Document section -
▼
Q: If I want to grow an organic garden, does that mean I have to plant only heirlooms? Are hybrids and GMO’s the same thing and to be avoided?

A: Organic gardeners can choose heirloom and hybrid varieties, but never GMO’s. Here’s how they differ:

Hybrids are seed varieties resulting from the cross pollination of genetically different parents, done in a controlled environment by a plant breeder. Hybrid varieties can be Certified Organic, but they can also be conventionally grown. That depends on the growing conditions at the farm or garden where the plants were grown. Chances are you’ve bought hybrids if you’ve purchased seeds or veggie seedlings from a garden center, as hybrids are often bred for the mass market.

Heirlooms are a subset of open pollinated seed varieties that have been saved by gardeners and farmers, and passed down from generation to generation, usually a long-time family favorite desired for its taste or appearance. Heirlooms can also be both Certified Organic or conventionally grown- again that depends on the conditions at the farm or garden where the plants were grown.

Q: How do you know if a seed or plant variety is a hybrid, heirloom, Certified Organic or conventionally grown?

hot pepper SapporoA: The label accompanying the plant, or description in the catalog should tell you this information. Sometimes in place of the word “hybrid” you’ll see the code F-1 or F-2 in the description. This is just another way of referring to a hybrid variety.
▲
Reproduce the whole question-and-answer text on heirloom, hybrid, and GMO seeds word for word.

Information supplied -
▼
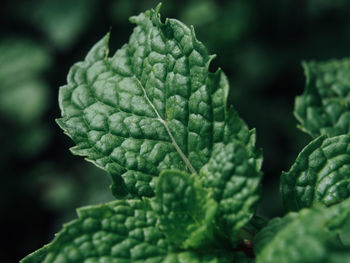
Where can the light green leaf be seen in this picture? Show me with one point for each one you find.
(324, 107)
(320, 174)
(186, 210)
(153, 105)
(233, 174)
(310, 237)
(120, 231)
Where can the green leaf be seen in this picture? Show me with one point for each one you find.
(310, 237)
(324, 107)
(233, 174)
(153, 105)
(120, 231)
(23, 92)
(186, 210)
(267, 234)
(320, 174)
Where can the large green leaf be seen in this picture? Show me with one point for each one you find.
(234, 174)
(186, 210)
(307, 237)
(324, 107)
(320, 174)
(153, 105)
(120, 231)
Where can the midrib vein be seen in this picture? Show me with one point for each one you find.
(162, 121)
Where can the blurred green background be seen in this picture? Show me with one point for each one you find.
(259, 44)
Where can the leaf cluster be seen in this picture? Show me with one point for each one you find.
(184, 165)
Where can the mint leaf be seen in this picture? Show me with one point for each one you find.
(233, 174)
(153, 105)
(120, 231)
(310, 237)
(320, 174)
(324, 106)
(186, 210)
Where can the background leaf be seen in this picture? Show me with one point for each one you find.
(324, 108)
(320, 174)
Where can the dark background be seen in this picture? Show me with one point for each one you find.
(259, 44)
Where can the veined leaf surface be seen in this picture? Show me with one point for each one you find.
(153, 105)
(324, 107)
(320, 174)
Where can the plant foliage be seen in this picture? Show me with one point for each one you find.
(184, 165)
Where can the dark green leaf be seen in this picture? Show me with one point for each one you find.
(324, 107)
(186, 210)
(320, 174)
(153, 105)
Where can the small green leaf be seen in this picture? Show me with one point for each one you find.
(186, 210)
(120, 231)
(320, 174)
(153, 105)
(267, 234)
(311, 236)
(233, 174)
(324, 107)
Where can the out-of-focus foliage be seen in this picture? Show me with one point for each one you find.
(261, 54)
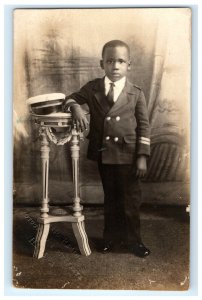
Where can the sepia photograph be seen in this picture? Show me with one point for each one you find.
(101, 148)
▲
▼
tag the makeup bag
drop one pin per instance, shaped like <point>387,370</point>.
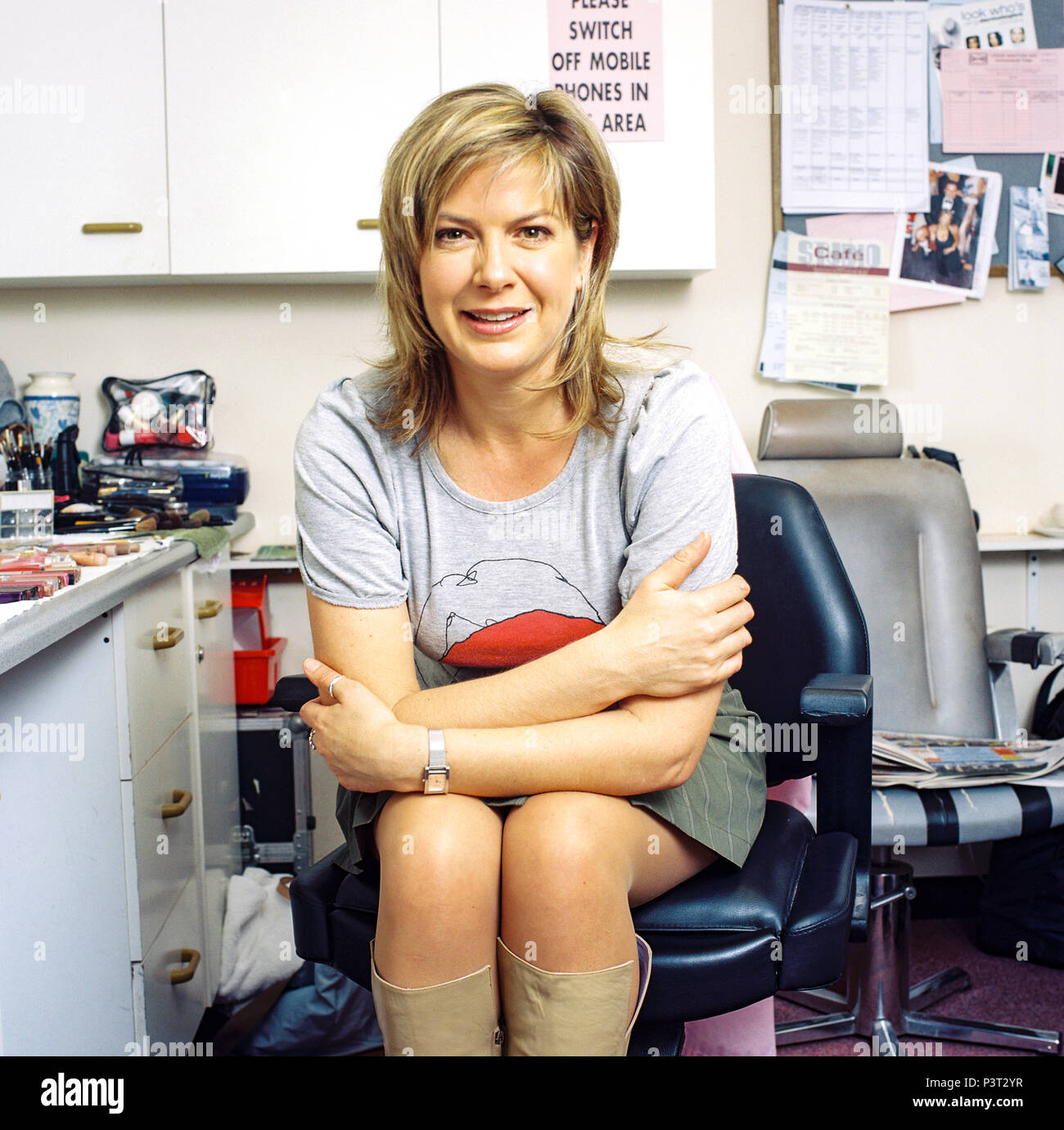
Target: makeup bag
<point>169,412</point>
▲
Exercise solution -
Q: If I want to grow an organic garden, does that mean I have to plant only heirlooms? Are hybrids and GMO’s the same thing and to be avoided?

A: Organic gardeners can choose heirloom and hybrid varieties, but never GMO’s. Here’s how they differ:

Hybrids are seed varieties resulting from the cross pollination of genetically different parents, done in a controlled environment by a plant breeder. Hybrid varieties can be Certified Organic, but they can also be conventionally grown. That depends on the growing conditions at the farm or garden where the plants were grown. Chances are you’ve bought hybrids if you’ve purchased seeds or veggie seedlings from a garden center, as hybrids are often bred for the mass market.

Heirlooms are a subset of open pollinated seed varieties that have been saved by gardeners and farmers, and passed down from generation to generation, usually a long-time family favorite desired for its taste or appearance. Heirlooms can also be both Certified Organic or conventionally grown- again that depends on the conditions at the farm or garden where the plants were grown.

Q: How do you know if a seed or plant variety is a hybrid, heirloom, Certified Organic or conventionally grown?

hot pepper SapporoA: The label accompanying the plant, or description in the catalog should tell you this information. Sometimes in place of the word “hybrid” you’ll see the code F-1 or F-2 in the description. This is just another way of referring to a hybrid variety.